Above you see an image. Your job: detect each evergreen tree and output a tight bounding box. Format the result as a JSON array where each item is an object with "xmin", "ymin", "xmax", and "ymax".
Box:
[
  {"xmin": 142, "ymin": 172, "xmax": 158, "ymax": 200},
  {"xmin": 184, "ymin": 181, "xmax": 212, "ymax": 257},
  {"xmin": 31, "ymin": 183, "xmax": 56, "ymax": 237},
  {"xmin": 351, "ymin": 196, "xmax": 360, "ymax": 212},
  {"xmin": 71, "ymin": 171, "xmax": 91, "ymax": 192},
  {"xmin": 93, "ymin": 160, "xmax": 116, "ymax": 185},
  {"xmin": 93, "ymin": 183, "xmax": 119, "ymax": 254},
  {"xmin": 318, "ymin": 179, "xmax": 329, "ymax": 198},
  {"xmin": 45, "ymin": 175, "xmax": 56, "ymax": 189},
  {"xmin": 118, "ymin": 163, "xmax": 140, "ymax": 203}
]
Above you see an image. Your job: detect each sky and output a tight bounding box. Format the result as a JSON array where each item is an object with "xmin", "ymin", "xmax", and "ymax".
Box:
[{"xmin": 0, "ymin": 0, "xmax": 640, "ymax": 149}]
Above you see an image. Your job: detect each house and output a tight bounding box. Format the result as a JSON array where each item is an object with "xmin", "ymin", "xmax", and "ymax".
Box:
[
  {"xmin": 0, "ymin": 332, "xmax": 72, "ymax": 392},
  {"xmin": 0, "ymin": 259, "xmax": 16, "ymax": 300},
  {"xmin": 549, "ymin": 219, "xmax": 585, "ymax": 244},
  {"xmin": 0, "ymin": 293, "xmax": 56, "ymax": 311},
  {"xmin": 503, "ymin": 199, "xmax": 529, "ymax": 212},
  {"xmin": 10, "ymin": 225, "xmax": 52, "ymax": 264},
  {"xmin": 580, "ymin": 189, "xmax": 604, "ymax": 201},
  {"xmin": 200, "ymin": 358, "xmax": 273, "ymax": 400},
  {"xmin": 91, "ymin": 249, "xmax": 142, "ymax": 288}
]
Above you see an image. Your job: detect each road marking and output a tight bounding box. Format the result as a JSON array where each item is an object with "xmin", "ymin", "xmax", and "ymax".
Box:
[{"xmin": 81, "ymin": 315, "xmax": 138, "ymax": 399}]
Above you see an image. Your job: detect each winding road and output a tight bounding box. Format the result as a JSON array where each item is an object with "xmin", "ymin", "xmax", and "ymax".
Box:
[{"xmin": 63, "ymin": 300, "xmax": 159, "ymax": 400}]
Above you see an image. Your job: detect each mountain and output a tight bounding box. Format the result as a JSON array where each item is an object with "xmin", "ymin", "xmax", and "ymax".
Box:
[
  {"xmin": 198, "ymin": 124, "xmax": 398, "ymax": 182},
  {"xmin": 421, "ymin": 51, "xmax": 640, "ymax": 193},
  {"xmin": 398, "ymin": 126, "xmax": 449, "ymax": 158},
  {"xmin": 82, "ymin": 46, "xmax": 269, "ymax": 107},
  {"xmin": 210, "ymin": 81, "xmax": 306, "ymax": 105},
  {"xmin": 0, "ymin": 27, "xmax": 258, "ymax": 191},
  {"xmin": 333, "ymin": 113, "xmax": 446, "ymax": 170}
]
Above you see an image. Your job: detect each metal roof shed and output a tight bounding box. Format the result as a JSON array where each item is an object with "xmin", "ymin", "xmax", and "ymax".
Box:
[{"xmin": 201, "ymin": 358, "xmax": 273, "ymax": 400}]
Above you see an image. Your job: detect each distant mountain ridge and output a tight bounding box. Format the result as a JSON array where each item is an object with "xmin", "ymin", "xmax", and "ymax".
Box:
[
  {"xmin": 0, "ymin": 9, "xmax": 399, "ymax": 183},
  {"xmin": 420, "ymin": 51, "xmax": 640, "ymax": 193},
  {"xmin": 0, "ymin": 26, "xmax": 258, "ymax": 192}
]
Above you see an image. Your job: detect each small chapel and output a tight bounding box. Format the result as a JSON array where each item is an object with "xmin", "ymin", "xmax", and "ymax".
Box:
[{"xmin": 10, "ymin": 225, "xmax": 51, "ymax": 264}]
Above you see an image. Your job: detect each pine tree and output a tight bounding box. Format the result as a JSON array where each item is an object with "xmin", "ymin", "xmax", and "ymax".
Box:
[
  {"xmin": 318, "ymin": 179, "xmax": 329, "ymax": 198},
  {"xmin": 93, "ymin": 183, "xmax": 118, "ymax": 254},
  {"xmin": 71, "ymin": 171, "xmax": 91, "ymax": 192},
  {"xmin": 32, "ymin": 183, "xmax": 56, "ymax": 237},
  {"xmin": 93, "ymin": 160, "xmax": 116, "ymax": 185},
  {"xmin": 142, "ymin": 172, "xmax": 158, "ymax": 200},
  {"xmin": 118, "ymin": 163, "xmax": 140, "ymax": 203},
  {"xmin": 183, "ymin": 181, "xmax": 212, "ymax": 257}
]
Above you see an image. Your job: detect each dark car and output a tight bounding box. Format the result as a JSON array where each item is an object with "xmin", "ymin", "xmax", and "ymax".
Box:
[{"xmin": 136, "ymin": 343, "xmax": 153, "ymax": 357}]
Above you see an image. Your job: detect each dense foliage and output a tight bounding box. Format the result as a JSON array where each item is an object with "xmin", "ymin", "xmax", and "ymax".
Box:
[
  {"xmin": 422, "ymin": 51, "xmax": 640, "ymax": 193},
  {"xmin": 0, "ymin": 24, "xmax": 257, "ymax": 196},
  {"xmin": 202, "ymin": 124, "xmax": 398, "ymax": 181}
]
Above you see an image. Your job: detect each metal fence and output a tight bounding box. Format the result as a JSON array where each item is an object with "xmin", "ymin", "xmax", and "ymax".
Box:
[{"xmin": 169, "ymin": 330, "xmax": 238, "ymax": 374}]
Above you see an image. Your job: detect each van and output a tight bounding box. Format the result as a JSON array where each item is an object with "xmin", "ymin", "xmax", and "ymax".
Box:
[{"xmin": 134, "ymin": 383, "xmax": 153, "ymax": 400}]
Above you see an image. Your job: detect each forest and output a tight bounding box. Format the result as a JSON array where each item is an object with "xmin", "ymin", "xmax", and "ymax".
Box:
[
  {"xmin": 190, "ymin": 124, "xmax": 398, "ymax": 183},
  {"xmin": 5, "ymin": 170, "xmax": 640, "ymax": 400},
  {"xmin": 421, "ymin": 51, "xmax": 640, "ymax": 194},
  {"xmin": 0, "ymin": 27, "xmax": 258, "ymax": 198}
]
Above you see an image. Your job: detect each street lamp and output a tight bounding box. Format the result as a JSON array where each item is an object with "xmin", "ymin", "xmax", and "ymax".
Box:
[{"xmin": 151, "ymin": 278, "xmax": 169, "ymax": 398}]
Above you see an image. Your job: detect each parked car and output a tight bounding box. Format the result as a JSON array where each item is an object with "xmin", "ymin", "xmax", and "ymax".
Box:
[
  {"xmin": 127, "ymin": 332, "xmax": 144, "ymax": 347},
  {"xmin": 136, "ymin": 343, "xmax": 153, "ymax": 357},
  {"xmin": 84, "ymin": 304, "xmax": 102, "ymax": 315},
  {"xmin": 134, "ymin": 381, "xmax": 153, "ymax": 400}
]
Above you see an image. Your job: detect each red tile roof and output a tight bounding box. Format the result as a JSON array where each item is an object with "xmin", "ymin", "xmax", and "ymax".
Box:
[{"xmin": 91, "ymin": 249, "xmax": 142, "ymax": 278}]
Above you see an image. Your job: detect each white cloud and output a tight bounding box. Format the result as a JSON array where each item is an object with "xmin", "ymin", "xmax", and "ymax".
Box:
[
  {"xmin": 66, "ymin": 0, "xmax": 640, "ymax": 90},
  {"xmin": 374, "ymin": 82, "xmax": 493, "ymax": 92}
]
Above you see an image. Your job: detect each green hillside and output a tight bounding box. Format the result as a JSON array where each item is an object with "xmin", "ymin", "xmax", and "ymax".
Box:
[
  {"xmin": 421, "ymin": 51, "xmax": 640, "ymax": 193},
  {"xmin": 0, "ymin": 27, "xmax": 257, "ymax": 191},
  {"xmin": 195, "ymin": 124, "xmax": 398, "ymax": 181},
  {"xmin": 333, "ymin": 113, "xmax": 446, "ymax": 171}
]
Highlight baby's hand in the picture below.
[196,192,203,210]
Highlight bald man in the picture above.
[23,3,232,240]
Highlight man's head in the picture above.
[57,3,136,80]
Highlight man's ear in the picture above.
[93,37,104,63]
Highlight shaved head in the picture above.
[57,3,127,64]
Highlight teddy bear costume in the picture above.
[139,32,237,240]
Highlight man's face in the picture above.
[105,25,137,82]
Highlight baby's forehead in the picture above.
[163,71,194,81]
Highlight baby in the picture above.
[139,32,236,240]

## GOAL:
Reproduce the records word for word, starting at the line that contains "Highlight shaved head in the picture above." and going through the end of the records.

## ANSWER BELOW:
Highlight shaved head in the picture above.
[57,3,127,64]
Highlight teddy bear costume in the picture above.
[139,32,237,240]
Highlight man's face in the picture above.
[105,25,137,82]
Highlight baby's forehead in the picture above.
[163,71,194,81]
Highlight baby in the picture above.
[139,32,236,240]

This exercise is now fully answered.